Dataset entries start

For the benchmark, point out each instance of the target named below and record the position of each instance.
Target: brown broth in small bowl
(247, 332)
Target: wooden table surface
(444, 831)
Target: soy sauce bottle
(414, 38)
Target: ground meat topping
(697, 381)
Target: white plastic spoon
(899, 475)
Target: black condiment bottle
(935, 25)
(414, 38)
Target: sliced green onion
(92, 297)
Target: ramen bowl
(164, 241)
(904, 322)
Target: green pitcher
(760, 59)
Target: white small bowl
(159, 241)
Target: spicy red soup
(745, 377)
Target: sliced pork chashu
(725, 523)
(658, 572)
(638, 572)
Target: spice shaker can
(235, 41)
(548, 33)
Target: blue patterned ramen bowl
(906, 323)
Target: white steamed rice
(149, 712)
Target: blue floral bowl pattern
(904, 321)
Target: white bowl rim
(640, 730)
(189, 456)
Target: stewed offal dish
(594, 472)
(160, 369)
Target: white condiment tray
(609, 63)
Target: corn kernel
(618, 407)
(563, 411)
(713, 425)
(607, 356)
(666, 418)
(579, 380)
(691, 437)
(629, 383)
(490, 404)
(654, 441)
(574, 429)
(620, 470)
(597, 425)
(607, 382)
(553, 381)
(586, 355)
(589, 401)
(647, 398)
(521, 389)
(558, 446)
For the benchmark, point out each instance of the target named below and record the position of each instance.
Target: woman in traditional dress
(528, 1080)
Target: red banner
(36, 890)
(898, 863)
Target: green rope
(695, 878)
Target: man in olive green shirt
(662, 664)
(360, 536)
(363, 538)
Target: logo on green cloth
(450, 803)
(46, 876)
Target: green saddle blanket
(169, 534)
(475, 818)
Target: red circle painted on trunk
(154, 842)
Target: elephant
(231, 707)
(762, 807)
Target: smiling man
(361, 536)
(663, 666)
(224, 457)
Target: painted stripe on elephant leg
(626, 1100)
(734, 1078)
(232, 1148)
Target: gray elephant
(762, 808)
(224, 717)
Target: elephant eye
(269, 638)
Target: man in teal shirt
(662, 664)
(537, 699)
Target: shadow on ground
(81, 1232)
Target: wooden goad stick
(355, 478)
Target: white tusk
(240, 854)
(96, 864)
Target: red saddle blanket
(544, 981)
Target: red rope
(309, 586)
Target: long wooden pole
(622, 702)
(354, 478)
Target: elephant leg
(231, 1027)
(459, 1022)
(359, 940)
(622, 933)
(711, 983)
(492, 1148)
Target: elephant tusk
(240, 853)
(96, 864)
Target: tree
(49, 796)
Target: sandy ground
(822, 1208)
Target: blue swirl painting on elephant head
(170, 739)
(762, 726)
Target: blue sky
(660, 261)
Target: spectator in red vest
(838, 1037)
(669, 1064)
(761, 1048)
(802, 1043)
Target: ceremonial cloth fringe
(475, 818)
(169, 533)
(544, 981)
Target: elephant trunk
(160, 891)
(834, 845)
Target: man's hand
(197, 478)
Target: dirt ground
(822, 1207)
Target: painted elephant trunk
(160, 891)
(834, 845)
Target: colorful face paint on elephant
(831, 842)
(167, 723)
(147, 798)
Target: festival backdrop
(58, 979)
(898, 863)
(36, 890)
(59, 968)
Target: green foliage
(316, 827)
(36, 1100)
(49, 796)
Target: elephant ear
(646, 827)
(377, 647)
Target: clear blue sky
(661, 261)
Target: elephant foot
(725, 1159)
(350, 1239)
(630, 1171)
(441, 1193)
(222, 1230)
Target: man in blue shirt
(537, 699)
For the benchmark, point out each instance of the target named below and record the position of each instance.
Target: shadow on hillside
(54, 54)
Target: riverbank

Dataset entries end

== Brief ==
Retype the records that precede this task, keeping them exactly the same.

== Task output ==
For the benchmark, point out each instance of the target named below and record the position of each instance.
Target: brown broth in small bowl
(247, 332)
Target: wooden table surface
(444, 831)
Target: soy sauce bottle
(414, 38)
Target: ground meat topping
(697, 381)
Target: white plastic spoon
(899, 475)
Target: black condiment bottle
(935, 25)
(414, 38)
Target: sliced green onion
(92, 297)
Target: ramen bowl
(164, 241)
(904, 322)
Target: green pitcher
(760, 59)
Target: white small bowl
(159, 241)
Target: spicy red soup
(745, 377)
Target: sliced pork chashu
(725, 523)
(658, 572)
(638, 572)
Target: spice shaker can
(235, 41)
(548, 33)
Target: blue patterned ramen bowl
(906, 323)
Target: white steamed rice
(149, 712)
Target: blue floral bowl pattern
(904, 321)
Target: white bowl rim
(640, 730)
(189, 456)
Target: stewed offal dish
(594, 472)
(160, 369)
Target: white condiment tray
(609, 63)
Target: corn kernel
(618, 407)
(563, 411)
(713, 425)
(607, 356)
(666, 418)
(579, 380)
(691, 437)
(629, 383)
(490, 404)
(654, 441)
(574, 429)
(620, 470)
(597, 425)
(607, 382)
(553, 381)
(586, 355)
(589, 401)
(647, 398)
(521, 389)
(558, 446)
For the benchmark, point out each instance of the target named below and record the position of each instance.
Target: woman in traditional dress
(528, 1080)
Target: red banner
(36, 890)
(898, 863)
Target: green rope
(695, 878)
Target: man in olive green shirt
(662, 664)
(360, 536)
(363, 538)
Target: logo on green cloth
(450, 803)
(46, 876)
Target: green saddle blanket
(169, 534)
(475, 818)
Target: red circle painted on trunk
(154, 842)
Target: elephant
(231, 707)
(762, 807)
Target: smiling man
(361, 536)
(663, 666)
(224, 457)
Target: painted stripe on elephant leg
(626, 1100)
(734, 1078)
(232, 1148)
Target: gray elephant
(762, 808)
(224, 717)
Target: elephant eye
(269, 638)
Target: man in teal shirt
(662, 664)
(537, 699)
Target: shadow on ground
(81, 1232)
Target: wooden goad stick
(355, 478)
Target: white tusk
(240, 854)
(96, 864)
Target: red saddle blanket
(544, 981)
Target: red rope
(309, 586)
Target: long wooden pole
(622, 702)
(354, 478)
Target: elephant leg
(231, 1027)
(459, 1022)
(359, 940)
(622, 933)
(711, 983)
(492, 1148)
Target: elephant tusk
(240, 853)
(96, 864)
Target: tree
(49, 796)
Target: sandy ground
(822, 1208)
Target: blue swirl painting on elephant head
(170, 739)
(762, 726)
Target: blue sky
(660, 261)
Target: spectator in red vest
(838, 1037)
(669, 1064)
(761, 1048)
(802, 1043)
Target: ceremonial cloth fringe
(475, 818)
(169, 533)
(544, 981)
Target: elephant trunk
(160, 891)
(834, 845)
Target: man's hand
(197, 478)
Target: dirt ground
(822, 1207)
Target: painted elephant trunk
(160, 891)
(834, 845)
Target: colorful face paint on elephant
(831, 842)
(167, 723)
(147, 798)
Target: festival backdrop
(58, 979)
(898, 863)
(36, 890)
(59, 968)
Target: green foliage
(316, 827)
(36, 1100)
(49, 796)
Target: elephant ear
(646, 827)
(377, 647)
Target: clear blue sky
(661, 261)
Target: elephant foot
(725, 1159)
(350, 1239)
(630, 1171)
(441, 1193)
(222, 1230)
Target: man in blue shirt
(537, 699)
For the benchmark, point out each instance of the target named below and record the position of each instance.
Target: shadow on hillside
(54, 54)
Target: riverbank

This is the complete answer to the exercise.